▶ _WHAT IS ASKED_:
Could you format the records as a JSON list of strings, one string per line, beginning at the line that contains "point: green roof" and running through the end of the records, with blank lines left out?

━━━━━ THE RECORDS ━━━━━

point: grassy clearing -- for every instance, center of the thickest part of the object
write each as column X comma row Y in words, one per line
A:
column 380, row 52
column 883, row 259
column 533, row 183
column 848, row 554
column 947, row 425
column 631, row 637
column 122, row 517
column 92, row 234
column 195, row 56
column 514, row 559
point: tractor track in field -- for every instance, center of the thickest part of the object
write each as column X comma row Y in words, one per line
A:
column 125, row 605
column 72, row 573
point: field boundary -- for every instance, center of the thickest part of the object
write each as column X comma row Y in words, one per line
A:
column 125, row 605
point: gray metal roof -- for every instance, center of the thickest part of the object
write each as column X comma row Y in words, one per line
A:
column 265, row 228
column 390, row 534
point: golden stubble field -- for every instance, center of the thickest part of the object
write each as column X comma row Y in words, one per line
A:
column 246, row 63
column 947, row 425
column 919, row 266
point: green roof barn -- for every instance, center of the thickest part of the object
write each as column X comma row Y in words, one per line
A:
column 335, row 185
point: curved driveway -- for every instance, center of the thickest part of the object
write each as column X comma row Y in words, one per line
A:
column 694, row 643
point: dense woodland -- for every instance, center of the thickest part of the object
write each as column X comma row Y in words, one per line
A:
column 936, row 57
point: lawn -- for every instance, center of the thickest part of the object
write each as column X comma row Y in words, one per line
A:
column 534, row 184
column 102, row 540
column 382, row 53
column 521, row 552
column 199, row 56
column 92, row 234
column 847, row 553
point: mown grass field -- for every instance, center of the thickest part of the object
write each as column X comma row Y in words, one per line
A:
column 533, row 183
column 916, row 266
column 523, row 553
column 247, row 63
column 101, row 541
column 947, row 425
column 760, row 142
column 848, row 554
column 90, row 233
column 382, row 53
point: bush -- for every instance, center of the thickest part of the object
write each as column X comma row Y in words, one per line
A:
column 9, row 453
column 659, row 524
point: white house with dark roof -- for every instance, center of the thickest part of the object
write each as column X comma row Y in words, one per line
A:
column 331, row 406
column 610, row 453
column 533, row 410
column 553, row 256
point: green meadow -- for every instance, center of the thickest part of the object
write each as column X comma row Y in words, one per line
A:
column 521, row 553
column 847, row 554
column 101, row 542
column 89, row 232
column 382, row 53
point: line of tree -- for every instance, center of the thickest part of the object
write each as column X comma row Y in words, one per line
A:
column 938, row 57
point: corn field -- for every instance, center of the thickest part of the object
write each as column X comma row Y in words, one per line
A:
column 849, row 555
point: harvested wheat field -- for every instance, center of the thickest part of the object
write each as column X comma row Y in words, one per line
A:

━━━━━

▶ _TASK SOLUTION_:
[
  "point: green roof barn -- for every instance, center of the thickest part of the object",
  "write each as column X comma row Y in words, one per line",
  "A:",
  "column 335, row 185",
  "point: curved driveway -- for every instance, center of the thickest part of the object",
  "write each as column X comma row Y in words, one per line",
  "A:",
  "column 694, row 643",
  "point: dense woodland -- for every instance, center of the thickest part of the object",
  "write each as column X comma row Y in words, one per line",
  "A:",
  "column 936, row 57",
  "point: lawn -- for every instance, center of the thickest part of the object",
  "write each as column X comma row Y in words, one per line",
  "A:",
  "column 534, row 184",
  "column 102, row 540",
  "column 382, row 53",
  "column 521, row 552",
  "column 199, row 56",
  "column 92, row 234",
  "column 847, row 553",
  "point: mown grass field -- for every instance, center of the thickest part of the object",
  "write each as column X comma row Y in words, one per line",
  "A:",
  "column 533, row 183",
  "column 916, row 266",
  "column 523, row 553",
  "column 247, row 63",
  "column 101, row 541",
  "column 947, row 425",
  "column 760, row 142",
  "column 848, row 554",
  "column 90, row 233",
  "column 382, row 53",
  "point: bush -- for every instance, center of the thickest part of the object",
  "write each as column X comma row Y in words, one per line",
  "A:",
  "column 9, row 453",
  "column 659, row 524",
  "point: white house with dark roof -- for every instance, center of the thickest part of the object",
  "write each as column X comma row Y in words, one per line",
  "A:",
  "column 331, row 406",
  "column 610, row 453",
  "column 533, row 410",
  "column 553, row 256",
  "point: green meadow -- for every instance, center of the thickest part of the object",
  "write each as column X comma row Y in words, one per line",
  "A:",
  "column 521, row 553",
  "column 847, row 554",
  "column 101, row 542",
  "column 89, row 232",
  "column 382, row 53",
  "point: line of tree -- for every instance, center of the thickest part of the object",
  "write each as column X comma row Y in words, one per line",
  "A:",
  "column 938, row 57",
  "point: corn field -- for every instance, center of the thickest part of the object",
  "write each as column X comma row Y in words, one per line",
  "A:",
  "column 849, row 555",
  "point: harvested wheat field -- for every instance, center of the thickest part of the object",
  "write each as column X comma row Y in words, one per line",
  "A:"
]